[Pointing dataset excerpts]
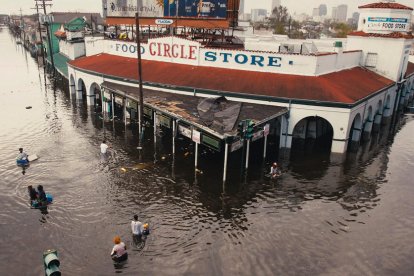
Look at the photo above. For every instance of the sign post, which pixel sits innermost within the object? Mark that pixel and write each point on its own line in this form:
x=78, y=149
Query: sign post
x=226, y=153
x=266, y=129
x=196, y=138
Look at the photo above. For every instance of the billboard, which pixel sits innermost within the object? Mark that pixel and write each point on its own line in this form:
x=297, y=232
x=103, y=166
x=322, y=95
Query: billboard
x=196, y=8
x=166, y=8
x=388, y=24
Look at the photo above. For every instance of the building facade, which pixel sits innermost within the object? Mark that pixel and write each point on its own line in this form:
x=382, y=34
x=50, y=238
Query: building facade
x=339, y=97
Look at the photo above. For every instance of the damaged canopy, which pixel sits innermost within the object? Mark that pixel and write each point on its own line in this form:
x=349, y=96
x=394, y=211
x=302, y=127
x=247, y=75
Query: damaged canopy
x=219, y=113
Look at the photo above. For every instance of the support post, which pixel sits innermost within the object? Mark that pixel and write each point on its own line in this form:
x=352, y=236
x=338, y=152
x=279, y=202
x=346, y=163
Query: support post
x=265, y=147
x=112, y=107
x=155, y=131
x=125, y=112
x=48, y=39
x=226, y=153
x=196, y=156
x=174, y=133
x=141, y=97
x=247, y=153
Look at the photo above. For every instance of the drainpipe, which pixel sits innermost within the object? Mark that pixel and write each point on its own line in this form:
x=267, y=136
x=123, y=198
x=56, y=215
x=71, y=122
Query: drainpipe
x=287, y=122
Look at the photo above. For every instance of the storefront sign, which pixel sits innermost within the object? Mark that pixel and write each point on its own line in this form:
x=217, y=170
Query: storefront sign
x=211, y=142
x=119, y=100
x=159, y=8
x=132, y=104
x=266, y=129
x=107, y=96
x=236, y=145
x=164, y=120
x=196, y=136
x=128, y=8
x=164, y=21
x=387, y=24
x=184, y=131
x=147, y=112
x=257, y=135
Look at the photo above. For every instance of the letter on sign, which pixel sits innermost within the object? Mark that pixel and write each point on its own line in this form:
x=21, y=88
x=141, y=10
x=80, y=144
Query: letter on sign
x=196, y=136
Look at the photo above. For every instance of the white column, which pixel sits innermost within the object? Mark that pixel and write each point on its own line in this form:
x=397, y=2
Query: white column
x=226, y=152
x=247, y=153
x=196, y=156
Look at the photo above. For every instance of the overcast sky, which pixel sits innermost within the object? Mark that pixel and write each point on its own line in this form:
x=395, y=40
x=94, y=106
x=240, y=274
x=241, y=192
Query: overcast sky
x=298, y=6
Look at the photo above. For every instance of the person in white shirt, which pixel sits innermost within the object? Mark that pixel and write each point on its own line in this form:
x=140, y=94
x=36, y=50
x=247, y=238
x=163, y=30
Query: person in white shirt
x=22, y=156
x=104, y=147
x=119, y=252
x=275, y=170
x=136, y=226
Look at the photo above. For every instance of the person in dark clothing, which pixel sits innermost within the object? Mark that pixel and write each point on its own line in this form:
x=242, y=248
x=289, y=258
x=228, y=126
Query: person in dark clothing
x=32, y=192
x=41, y=195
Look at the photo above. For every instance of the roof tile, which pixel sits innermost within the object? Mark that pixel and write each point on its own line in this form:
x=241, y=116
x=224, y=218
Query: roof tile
x=346, y=86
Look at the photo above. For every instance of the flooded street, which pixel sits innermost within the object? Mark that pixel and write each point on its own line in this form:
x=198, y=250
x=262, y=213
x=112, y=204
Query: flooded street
x=321, y=217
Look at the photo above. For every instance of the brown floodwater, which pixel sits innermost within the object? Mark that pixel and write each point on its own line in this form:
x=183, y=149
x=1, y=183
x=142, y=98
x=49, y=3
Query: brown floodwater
x=322, y=217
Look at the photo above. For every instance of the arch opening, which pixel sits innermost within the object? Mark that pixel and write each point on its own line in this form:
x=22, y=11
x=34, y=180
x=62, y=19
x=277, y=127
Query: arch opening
x=95, y=92
x=81, y=90
x=72, y=85
x=355, y=134
x=312, y=135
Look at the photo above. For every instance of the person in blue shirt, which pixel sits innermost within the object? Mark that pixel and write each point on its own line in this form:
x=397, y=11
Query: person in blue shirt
x=41, y=195
x=22, y=156
x=275, y=170
x=32, y=192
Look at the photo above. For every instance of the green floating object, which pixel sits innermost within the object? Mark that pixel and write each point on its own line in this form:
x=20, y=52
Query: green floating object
x=51, y=263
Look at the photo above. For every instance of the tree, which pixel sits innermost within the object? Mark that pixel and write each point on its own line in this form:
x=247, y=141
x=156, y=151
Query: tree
x=279, y=19
x=341, y=29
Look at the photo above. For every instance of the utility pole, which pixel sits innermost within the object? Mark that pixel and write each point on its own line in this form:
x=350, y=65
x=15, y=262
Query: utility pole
x=22, y=29
x=40, y=31
x=141, y=97
x=48, y=32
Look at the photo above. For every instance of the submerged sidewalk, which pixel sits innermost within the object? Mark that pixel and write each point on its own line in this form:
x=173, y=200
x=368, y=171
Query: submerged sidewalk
x=61, y=63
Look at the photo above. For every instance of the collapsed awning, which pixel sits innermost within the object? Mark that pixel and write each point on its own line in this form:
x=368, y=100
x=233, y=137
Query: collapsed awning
x=221, y=122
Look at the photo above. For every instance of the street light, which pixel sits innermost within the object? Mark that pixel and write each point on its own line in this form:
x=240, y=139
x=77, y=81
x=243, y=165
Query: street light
x=141, y=97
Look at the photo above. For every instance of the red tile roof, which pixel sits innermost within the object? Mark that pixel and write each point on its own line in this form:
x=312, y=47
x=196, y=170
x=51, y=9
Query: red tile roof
x=347, y=86
x=386, y=5
x=60, y=34
x=410, y=69
x=390, y=35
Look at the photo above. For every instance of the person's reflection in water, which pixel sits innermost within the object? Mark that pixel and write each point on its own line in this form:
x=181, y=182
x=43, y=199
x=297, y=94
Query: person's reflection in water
x=138, y=242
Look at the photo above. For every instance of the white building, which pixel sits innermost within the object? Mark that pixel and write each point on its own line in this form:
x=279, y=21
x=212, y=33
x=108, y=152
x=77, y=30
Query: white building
x=334, y=94
x=275, y=3
x=258, y=15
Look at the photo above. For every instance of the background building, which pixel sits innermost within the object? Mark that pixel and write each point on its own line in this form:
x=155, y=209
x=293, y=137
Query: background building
x=275, y=3
x=323, y=10
x=340, y=14
x=258, y=15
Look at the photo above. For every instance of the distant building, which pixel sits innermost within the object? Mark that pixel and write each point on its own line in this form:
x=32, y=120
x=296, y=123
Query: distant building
x=315, y=12
x=300, y=17
x=341, y=13
x=323, y=10
x=241, y=7
x=355, y=17
x=334, y=13
x=275, y=3
x=3, y=18
x=258, y=15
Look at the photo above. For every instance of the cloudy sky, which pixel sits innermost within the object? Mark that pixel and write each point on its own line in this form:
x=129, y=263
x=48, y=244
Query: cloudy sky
x=298, y=6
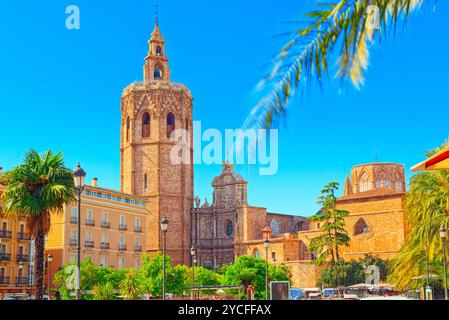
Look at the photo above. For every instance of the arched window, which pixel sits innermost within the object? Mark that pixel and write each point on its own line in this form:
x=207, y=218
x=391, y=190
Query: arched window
x=361, y=227
x=127, y=129
x=256, y=253
x=364, y=183
x=229, y=228
x=275, y=228
x=146, y=125
x=170, y=124
x=157, y=73
x=145, y=182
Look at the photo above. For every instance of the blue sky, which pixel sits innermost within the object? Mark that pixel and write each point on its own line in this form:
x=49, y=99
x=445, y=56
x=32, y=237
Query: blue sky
x=61, y=89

Exercise prompt: Reproduce the data above with "most central" substituted for every occurrence of "innermost" and everything else left unchanged. Omit the pictures.

Output below:
Look at the photo above. For every instance of the sign post, which pixel sits most central within the object? Mark that pixel and write each point on its own line in this form:
x=78, y=149
Query: sign post
x=226, y=153
x=266, y=129
x=196, y=138
Look at the photo above. For every instance of the billboard, which pixel sits most central within the object? Mark that pixel and write each point on its own line in this form:
x=297, y=232
x=103, y=166
x=322, y=95
Query: billboard
x=196, y=8
x=166, y=8
x=388, y=24
Look at the photo above. For every instance of the building facade, which pixel sits most central within the object? Mark that pixel and write each point on its own line in this form:
x=382, y=34
x=50, y=238
Query: building facade
x=339, y=97
Look at the photo above. For every instance of the damaged canopy, which pixel sits most central within the object? Mark that pixel and write each point on its own line in this form:
x=349, y=96
x=394, y=211
x=302, y=127
x=247, y=75
Query: damaged canopy
x=219, y=113
Look at the photo above. For every instance of the support post, which pixel sits most central within the object? Mark that pixel and write each point on its own line in this form:
x=352, y=236
x=338, y=152
x=279, y=202
x=346, y=163
Query: support post
x=265, y=147
x=112, y=107
x=155, y=131
x=125, y=112
x=48, y=39
x=226, y=153
x=196, y=156
x=174, y=133
x=141, y=97
x=247, y=153
Look at the photo above. For every instance of the drainpipe, which pixel sits most central within the object? Mark that pixel and write each point on its own line in this form:
x=267, y=136
x=123, y=198
x=56, y=215
x=71, y=122
Query: drainpipe
x=287, y=122
Look at the photo above. For every instance of the storefront sign, which pixel sits most central within the object? Mark that pixel and write each point on its own line in this form:
x=217, y=170
Query: storefront sign
x=211, y=142
x=119, y=100
x=159, y=8
x=132, y=104
x=266, y=129
x=107, y=96
x=236, y=145
x=164, y=120
x=196, y=136
x=128, y=8
x=164, y=21
x=387, y=24
x=184, y=131
x=147, y=112
x=257, y=135
Look at the photo above. For every instance of the letter on sign, which pixel sits most central within the object? Mark that pixel and write each point on its own line in this form:
x=21, y=88
x=141, y=10
x=80, y=144
Query: letter on sign
x=196, y=136
Look at the photo above. For every instance of the white column, which pixel sits most central within the object? Mark that pixel and write each point on its own line in this form:
x=397, y=2
Query: white column
x=226, y=152
x=247, y=153
x=196, y=156
Look at the photo above. For every instance of the overcast sky, which pixel sits most central within the object? Mark that pixel and write each point on its own line in this form:
x=395, y=40
x=94, y=106
x=240, y=274
x=241, y=192
Query: overcast sky
x=298, y=6
Look at the photo above. For every instance of the person in white shirt, which pixel sits most central within the object? Mark that pixel and write each point on its own line in this form:
x=140, y=94
x=36, y=50
x=247, y=238
x=163, y=30
Query: person in white shirt
x=22, y=156
x=104, y=147
x=119, y=252
x=275, y=170
x=136, y=226
Look at the photo above. For every instance of the person in dark clothing, which pixel sits most central within the object? Mark that pixel and write each point on its own line in this form:
x=242, y=248
x=289, y=258
x=228, y=126
Query: person in dark clothing
x=32, y=192
x=41, y=195
Look at the photo above. For every instance of the roof tile, which pixel sits most central within the object? Mark that pixel and write each point on its own line in this form:
x=241, y=116
x=224, y=218
Query: roof tile
x=346, y=86
Look at the photo above. For every instance of the flooded street, which pixel sits most central within the object? Mark that pixel and write each point on its own line in this form:
x=198, y=250
x=262, y=213
x=112, y=204
Query: flooded street
x=321, y=217
Look at the photo above. For every instance of the brown floodwater, which pixel sits most central within the object? Mark that pixel and write each point on its own line in this form:
x=183, y=149
x=1, y=183
x=142, y=98
x=49, y=3
Query: brown floodwater
x=322, y=217
Look at the photo above. For every instance of the arch opening, which pixel sits most central within the object? Mark that pixel and write each point on its own line in this form:
x=22, y=11
x=34, y=180
x=62, y=19
x=277, y=127
Query: arch opening
x=95, y=92
x=81, y=90
x=72, y=85
x=355, y=134
x=312, y=135
Look at the photo above. For every instance of the person in blue shirt, which pixel sits most central within the object? Mark that pixel and write each point on its own line in this form:
x=397, y=11
Query: person in blue shirt
x=41, y=195
x=22, y=156
x=275, y=170
x=32, y=192
Look at the photo above. For every instance of the green floating object, which pixel sits most central within the object? Mark that pixel and write each point on its own line in this form:
x=20, y=52
Query: green floating object
x=51, y=263
Look at the photo above. For every instance of the tree, which pixel sits most central within the object? Mark that pixel and write each point on its own line in this form:
x=247, y=141
x=156, y=151
Query: tree
x=279, y=19
x=341, y=29
Look at the photo above. For every instance of the utility pole, which pixel sits most central within the object? Mark that pixel and write each point on its own line in this form:
x=350, y=65
x=15, y=262
Query: utility pole
x=22, y=29
x=40, y=31
x=141, y=97
x=48, y=32
Look at the photo above. For every instance of the submerged sidewalk, which pixel sits most central within the object? Mark that pixel and write each point on its own line in this form:
x=173, y=200
x=368, y=171
Query: submerged sidewalk
x=61, y=63
Look at the photo above. For every instance of the collapsed awning, which pixel sits most central within the object? Mark that pixel and write each point on its own line in this form:
x=368, y=100
x=233, y=137
Query: collapsed awning
x=221, y=122
Look at the photo above. For every instance of the street light, which pixel sits most central within the object? Mark that pixel and write each point on its own line in this form:
x=240, y=139
x=77, y=81
x=243, y=165
Query: street light
x=141, y=97
Look at the photo above. For every instance of the red tile roof, which pixel sits most central within the object? Mark that pixel and write each point on its own line in this form:
x=312, y=47
x=196, y=170
x=51, y=9
Query: red tile roof
x=347, y=86
x=386, y=5
x=60, y=34
x=410, y=69
x=390, y=35
Look at the photo above. For every instance of the person's reflection in water, which pixel sits most central within the object? Mark that pixel and write each point on its own line in this form:
x=181, y=182
x=43, y=199
x=297, y=94
Query: person's reflection in water
x=138, y=242
Look at the photo above. For every instance of the white building, which pixel sits most central within the object? Mark that pixel and write each point on its own line in this form:
x=279, y=21
x=212, y=33
x=108, y=152
x=77, y=30
Query: white building
x=334, y=94
x=275, y=3
x=258, y=15
Look at the photo above. For every instance of the background building, which pixel sits most central within the object? Mark that pixel and write each point on its own line in this form:
x=155, y=209
x=293, y=137
Query: background building
x=275, y=3
x=323, y=10
x=340, y=14
x=258, y=15
Look at the photo above. For every instance of the distant building, which pixel sits most central within the object? Mark that pixel and write each point on its own line in this form:
x=32, y=120
x=296, y=123
Query: distant building
x=315, y=12
x=300, y=17
x=341, y=13
x=323, y=10
x=241, y=7
x=355, y=17
x=334, y=13
x=275, y=3
x=3, y=18
x=258, y=15
Look at the photo above. For every instance of the cloudy sky, which pixel sits most central within the object? Mark that pixel and write each point on its own line in this form:
x=129, y=263
x=48, y=244
Query: cloudy sky
x=298, y=6
Look at the photo above. For every instance of the arched window, which pixel sits most central within the object? Mark that pixel and write each point on its own line in this form:
x=207, y=218
x=391, y=190
Query: arched window
x=361, y=227
x=127, y=129
x=256, y=253
x=364, y=183
x=229, y=228
x=275, y=228
x=146, y=125
x=170, y=124
x=157, y=73
x=145, y=182
Look at the photo above. For every instance of the blue sky, which pixel sits most central within the object? Mark that pixel and write each point on its own line in this form:
x=49, y=99
x=445, y=56
x=32, y=237
Query: blue sky
x=61, y=89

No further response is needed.